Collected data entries
★ ★ ★ ★ ★

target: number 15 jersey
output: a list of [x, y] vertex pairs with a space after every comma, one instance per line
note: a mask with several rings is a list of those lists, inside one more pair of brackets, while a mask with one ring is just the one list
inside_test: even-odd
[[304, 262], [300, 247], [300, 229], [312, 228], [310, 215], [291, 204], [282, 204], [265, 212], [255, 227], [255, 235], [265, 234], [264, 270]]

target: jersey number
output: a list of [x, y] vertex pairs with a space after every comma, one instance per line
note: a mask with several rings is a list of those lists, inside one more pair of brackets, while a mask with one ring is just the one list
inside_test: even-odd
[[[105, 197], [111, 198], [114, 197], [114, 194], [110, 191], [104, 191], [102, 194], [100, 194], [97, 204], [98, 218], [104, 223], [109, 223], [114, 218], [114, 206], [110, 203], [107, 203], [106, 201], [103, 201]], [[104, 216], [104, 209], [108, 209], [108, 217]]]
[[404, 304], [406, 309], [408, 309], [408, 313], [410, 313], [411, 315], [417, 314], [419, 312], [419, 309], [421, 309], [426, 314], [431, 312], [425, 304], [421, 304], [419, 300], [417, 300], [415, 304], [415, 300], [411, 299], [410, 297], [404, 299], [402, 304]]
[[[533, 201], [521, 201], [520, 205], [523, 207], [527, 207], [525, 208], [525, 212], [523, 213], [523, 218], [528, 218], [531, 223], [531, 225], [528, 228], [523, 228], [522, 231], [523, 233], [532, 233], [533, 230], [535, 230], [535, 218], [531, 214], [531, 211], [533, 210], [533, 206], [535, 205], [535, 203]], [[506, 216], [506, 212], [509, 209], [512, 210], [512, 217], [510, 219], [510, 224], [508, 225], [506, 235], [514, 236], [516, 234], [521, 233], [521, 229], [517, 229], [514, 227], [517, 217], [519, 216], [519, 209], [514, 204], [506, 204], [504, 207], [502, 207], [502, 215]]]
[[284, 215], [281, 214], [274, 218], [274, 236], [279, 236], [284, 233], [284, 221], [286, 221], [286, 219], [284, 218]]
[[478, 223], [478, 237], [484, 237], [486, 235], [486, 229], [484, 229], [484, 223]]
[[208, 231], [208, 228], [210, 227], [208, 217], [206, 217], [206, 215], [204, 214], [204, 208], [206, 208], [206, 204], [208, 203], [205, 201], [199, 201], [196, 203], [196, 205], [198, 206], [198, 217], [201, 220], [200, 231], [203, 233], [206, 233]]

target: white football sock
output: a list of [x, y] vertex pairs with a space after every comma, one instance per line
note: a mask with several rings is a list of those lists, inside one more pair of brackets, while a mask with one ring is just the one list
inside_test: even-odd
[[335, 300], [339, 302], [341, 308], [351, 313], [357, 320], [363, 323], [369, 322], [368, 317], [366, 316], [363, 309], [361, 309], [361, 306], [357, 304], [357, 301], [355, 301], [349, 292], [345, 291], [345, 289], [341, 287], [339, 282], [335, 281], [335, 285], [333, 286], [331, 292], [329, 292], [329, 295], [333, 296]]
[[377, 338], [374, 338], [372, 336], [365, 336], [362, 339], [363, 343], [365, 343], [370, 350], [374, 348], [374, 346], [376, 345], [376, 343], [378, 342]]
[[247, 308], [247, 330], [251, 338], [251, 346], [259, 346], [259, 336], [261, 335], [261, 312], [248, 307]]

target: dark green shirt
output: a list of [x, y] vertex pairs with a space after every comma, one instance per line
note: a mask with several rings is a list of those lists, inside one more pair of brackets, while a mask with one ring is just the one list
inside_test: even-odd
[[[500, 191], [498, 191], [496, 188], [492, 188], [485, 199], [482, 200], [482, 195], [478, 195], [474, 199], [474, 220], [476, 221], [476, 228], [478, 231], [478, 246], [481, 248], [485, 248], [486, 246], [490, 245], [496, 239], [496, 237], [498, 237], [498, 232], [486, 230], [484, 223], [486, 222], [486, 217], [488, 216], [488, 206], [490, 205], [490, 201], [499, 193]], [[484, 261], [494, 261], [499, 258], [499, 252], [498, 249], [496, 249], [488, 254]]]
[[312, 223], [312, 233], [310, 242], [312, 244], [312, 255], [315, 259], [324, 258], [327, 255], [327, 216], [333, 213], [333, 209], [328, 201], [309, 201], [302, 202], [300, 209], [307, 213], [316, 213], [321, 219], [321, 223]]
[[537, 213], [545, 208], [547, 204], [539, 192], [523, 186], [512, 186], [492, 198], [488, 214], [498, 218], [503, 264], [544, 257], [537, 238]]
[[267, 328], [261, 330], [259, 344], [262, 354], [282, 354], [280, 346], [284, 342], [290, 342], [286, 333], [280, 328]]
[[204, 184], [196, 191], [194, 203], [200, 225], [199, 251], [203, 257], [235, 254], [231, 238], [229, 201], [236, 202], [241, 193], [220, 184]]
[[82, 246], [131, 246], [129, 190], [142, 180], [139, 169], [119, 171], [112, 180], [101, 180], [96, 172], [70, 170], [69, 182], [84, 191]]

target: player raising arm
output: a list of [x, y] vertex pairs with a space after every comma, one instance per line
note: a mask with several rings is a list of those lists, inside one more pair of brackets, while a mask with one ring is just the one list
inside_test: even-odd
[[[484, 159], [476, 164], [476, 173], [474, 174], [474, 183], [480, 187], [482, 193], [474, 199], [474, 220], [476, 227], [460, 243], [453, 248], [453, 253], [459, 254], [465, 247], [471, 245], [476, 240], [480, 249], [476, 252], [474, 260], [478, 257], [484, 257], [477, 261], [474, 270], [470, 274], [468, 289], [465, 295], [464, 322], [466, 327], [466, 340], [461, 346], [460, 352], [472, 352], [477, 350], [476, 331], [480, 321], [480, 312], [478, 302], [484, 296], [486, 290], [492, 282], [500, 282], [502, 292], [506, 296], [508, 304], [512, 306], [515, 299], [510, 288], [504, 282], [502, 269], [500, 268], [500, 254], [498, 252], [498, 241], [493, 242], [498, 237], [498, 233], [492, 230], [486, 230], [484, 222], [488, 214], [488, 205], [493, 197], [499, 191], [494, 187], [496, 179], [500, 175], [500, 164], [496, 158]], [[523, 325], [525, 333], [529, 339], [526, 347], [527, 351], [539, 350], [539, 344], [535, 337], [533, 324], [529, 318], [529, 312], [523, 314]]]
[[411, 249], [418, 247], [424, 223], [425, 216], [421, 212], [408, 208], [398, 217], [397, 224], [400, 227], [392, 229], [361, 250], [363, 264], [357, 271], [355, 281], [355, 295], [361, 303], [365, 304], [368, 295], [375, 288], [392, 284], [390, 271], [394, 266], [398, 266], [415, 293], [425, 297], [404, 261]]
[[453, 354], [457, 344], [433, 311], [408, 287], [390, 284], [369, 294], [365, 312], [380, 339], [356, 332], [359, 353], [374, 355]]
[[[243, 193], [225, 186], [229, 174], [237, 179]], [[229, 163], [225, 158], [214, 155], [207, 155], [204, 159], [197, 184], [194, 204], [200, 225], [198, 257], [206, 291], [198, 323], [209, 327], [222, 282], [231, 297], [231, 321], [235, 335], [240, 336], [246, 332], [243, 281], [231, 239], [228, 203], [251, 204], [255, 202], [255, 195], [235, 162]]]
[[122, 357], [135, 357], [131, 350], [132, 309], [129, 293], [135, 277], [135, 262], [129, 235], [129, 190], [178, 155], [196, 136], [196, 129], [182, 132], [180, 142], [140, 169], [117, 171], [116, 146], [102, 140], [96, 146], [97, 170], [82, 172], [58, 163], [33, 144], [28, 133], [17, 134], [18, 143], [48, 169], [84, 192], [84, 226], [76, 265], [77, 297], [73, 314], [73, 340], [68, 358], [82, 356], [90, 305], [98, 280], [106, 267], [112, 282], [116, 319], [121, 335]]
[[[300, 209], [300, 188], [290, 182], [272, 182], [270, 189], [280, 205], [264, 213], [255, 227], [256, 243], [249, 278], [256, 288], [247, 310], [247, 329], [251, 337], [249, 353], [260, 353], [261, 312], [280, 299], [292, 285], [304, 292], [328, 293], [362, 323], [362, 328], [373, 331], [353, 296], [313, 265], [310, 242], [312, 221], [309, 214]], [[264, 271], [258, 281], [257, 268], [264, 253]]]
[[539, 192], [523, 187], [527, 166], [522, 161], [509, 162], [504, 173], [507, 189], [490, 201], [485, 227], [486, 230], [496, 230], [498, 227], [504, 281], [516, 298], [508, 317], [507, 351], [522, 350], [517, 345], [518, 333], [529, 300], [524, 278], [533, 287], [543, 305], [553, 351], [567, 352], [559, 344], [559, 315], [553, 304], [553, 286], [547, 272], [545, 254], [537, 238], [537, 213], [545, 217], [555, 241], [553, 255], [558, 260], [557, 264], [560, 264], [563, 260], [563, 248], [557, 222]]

★ ★ ★ ★ ★

■ WORK ORDER:
Would you copy all lines in the records where the string "target" appears?

■ EXPECTED ANSWER:
target: number 15 jersey
target: jersey number
target: white football sock
target: dark green shirt
target: player raising arm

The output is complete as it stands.